» Your goal
What follows are records. Restate all of them word for word.

▬▬▬▬▬▬

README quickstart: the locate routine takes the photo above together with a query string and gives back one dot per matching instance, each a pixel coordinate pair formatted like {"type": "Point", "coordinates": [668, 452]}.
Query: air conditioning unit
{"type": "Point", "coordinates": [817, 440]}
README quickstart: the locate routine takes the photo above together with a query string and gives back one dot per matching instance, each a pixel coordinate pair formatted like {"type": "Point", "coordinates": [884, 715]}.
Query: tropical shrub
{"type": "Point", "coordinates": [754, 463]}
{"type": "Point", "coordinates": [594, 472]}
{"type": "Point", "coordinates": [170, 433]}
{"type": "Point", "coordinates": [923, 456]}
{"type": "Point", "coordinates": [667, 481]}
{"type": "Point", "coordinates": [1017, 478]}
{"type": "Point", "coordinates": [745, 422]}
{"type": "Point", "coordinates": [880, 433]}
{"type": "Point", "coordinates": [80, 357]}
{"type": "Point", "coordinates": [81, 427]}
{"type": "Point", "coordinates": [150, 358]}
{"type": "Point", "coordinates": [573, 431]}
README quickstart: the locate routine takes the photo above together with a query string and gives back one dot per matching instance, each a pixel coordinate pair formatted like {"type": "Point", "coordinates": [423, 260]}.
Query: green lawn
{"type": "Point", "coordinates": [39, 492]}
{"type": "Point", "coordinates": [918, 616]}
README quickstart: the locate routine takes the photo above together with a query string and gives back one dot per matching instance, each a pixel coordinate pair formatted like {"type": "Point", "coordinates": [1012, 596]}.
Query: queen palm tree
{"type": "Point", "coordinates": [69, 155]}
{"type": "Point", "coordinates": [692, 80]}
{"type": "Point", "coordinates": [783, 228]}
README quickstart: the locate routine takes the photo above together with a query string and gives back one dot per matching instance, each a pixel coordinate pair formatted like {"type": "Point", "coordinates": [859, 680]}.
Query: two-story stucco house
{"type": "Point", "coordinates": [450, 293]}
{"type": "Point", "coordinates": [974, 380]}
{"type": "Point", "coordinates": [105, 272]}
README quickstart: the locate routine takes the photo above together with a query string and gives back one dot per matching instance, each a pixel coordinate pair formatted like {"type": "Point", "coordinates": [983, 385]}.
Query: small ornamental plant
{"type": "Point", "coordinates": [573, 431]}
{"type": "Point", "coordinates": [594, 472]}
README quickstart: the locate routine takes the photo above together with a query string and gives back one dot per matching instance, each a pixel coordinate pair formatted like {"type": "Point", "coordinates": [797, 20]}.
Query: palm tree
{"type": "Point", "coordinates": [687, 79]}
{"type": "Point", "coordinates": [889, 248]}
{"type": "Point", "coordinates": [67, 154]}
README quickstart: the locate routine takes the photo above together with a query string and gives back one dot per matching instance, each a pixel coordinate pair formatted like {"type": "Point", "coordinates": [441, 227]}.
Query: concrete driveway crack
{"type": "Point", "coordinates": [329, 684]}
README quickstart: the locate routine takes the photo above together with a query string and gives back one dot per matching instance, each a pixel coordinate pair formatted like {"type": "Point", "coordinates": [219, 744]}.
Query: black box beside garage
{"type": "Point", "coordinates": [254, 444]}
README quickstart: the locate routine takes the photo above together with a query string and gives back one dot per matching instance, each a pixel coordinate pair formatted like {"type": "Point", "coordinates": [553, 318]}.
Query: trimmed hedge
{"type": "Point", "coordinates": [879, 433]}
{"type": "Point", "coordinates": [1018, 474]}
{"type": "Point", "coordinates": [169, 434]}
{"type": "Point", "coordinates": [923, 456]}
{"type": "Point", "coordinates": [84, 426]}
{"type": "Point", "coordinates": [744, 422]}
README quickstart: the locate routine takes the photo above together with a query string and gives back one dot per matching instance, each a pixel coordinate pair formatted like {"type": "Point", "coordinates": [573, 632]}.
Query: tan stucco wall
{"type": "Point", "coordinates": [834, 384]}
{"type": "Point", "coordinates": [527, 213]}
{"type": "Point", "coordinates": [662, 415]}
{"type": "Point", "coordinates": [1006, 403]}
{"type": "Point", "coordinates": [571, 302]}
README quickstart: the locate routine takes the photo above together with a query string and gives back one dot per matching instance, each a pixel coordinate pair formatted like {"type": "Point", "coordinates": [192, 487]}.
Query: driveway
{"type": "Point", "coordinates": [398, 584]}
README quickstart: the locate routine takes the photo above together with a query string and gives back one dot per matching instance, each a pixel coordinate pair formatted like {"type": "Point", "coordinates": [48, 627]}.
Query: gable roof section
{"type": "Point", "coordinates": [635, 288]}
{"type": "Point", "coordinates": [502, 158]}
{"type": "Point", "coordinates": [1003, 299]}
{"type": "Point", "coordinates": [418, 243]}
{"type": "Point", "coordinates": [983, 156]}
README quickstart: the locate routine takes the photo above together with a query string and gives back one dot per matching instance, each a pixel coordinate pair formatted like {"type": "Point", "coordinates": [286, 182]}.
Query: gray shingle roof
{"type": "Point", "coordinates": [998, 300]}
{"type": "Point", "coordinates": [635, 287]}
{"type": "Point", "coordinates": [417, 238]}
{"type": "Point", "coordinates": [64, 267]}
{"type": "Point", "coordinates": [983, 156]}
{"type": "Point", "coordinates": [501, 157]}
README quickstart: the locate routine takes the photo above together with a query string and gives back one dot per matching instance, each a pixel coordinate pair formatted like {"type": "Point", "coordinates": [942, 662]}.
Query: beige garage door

▬▬▬▬▬▬

» The response
README quickstart: the locate routine takes the photo above together with a query string and gives back one dot per matching instance, each a pixel coordinate pair formatted like {"type": "Point", "coordinates": [668, 452]}.
Query: air conditioning unit
{"type": "Point", "coordinates": [817, 440]}
README quickstart: the locate routine takes the photo above together with a query string and gives back one dot per matching instance, each a pixel coordinate pair formatted like {"type": "Point", "coordinates": [884, 715]}.
Query: tropical shrub
{"type": "Point", "coordinates": [754, 463]}
{"type": "Point", "coordinates": [594, 472]}
{"type": "Point", "coordinates": [170, 433]}
{"type": "Point", "coordinates": [923, 456]}
{"type": "Point", "coordinates": [667, 481]}
{"type": "Point", "coordinates": [1017, 478]}
{"type": "Point", "coordinates": [745, 422]}
{"type": "Point", "coordinates": [880, 433]}
{"type": "Point", "coordinates": [80, 357]}
{"type": "Point", "coordinates": [81, 427]}
{"type": "Point", "coordinates": [150, 358]}
{"type": "Point", "coordinates": [573, 431]}
README quickstart: the locate routine takes the photo above together with a query string and gives back one dot per matching instance, each a pixel coordinate pair formatted like {"type": "Point", "coordinates": [423, 260]}.
Query: green lawn
{"type": "Point", "coordinates": [39, 492]}
{"type": "Point", "coordinates": [918, 616]}
README quickstart: the locate routine takes the photo above together with a query string and gives back one dot per matching instance, each a pixel coordinate pair formatted like {"type": "Point", "coordinates": [1012, 596]}.
Query: queen palm tree
{"type": "Point", "coordinates": [69, 155]}
{"type": "Point", "coordinates": [692, 80]}
{"type": "Point", "coordinates": [783, 228]}
README quickstart: the locate routine takes the photo above together with a query string and gives back one dot per matching instance, each a pixel coordinate pair formatted like {"type": "Point", "coordinates": [859, 680]}.
Query: two-story stucco house
{"type": "Point", "coordinates": [450, 293]}
{"type": "Point", "coordinates": [974, 380]}
{"type": "Point", "coordinates": [105, 272]}
README quickstart: the locate routine takes the photo above together with a query string and gives back one dot per matching instance, each a pixel coordinate pair formatted like {"type": "Point", "coordinates": [983, 385]}.
Query: small ornamental plant
{"type": "Point", "coordinates": [573, 431]}
{"type": "Point", "coordinates": [594, 472]}
README quickstart: the locate routine takes the photo above together with a query string and gives back one dot per matching instance, each a pixel coordinate pair formatted like {"type": "Point", "coordinates": [797, 20]}.
Query: palm tree
{"type": "Point", "coordinates": [687, 79]}
{"type": "Point", "coordinates": [889, 248]}
{"type": "Point", "coordinates": [67, 154]}
README quickstart: the locate routine takes the photo above together with a query string and gives back one dot per matching instance, each a pixel coordinate pair formatted like {"type": "Point", "coordinates": [441, 227]}.
Query: concrete driveway crack
{"type": "Point", "coordinates": [329, 684]}
README quickstart: the locate routine takes the photo above together with a query string and gives back one dot per matching instance, each a pixel coordinate pair formatted like {"type": "Point", "coordinates": [219, 744]}.
Query: black box beside garage
{"type": "Point", "coordinates": [254, 444]}
README quickstart: the locate routine takes the photo above together with a query string and gives back one dot per matching instance, each a pixel coordinate pair formatted like {"type": "Point", "coordinates": [553, 318]}.
Query: trimmed hedge
{"type": "Point", "coordinates": [879, 433]}
{"type": "Point", "coordinates": [1018, 474]}
{"type": "Point", "coordinates": [169, 434]}
{"type": "Point", "coordinates": [923, 456]}
{"type": "Point", "coordinates": [84, 426]}
{"type": "Point", "coordinates": [744, 422]}
README quickstart: the locate routine takes the photo above together with a query string and gives back one dot per matching instance, each a pixel coordinate pair formatted like {"type": "Point", "coordinates": [573, 632]}.
Query: tan stucco wall
{"type": "Point", "coordinates": [834, 384]}
{"type": "Point", "coordinates": [527, 213]}
{"type": "Point", "coordinates": [662, 415]}
{"type": "Point", "coordinates": [1006, 403]}
{"type": "Point", "coordinates": [571, 302]}
README quickstart: the locate routine takes the photo above together with a query string and gives back one dot per matching instance, each a pixel coordinate pair formatted like {"type": "Point", "coordinates": [192, 487]}.
Query: driveway
{"type": "Point", "coordinates": [398, 584]}
README quickstart: the locate routine takes the photo above together with a query string and gives back one dot per matching instance, each a pixel coordinate pair formatted like {"type": "Point", "coordinates": [48, 627]}.
Query: gable roof section
{"type": "Point", "coordinates": [635, 288]}
{"type": "Point", "coordinates": [502, 158]}
{"type": "Point", "coordinates": [1003, 299]}
{"type": "Point", "coordinates": [418, 243]}
{"type": "Point", "coordinates": [983, 156]}
README quickstart: the locate routine takes the photo above together with a query string and gives back one dot per matching instance, each a pixel coordinate pair formatted like {"type": "Point", "coordinates": [286, 182]}.
Query: gray shingle roof
{"type": "Point", "coordinates": [998, 300]}
{"type": "Point", "coordinates": [635, 287]}
{"type": "Point", "coordinates": [417, 238]}
{"type": "Point", "coordinates": [64, 267]}
{"type": "Point", "coordinates": [983, 156]}
{"type": "Point", "coordinates": [501, 157]}
README quickstart: the locate routine takes the photo above together with a query string and gives back one dot per matching instance, each a pixel coordinate pair formatted like {"type": "Point", "coordinates": [942, 662]}.
Query: beige garage door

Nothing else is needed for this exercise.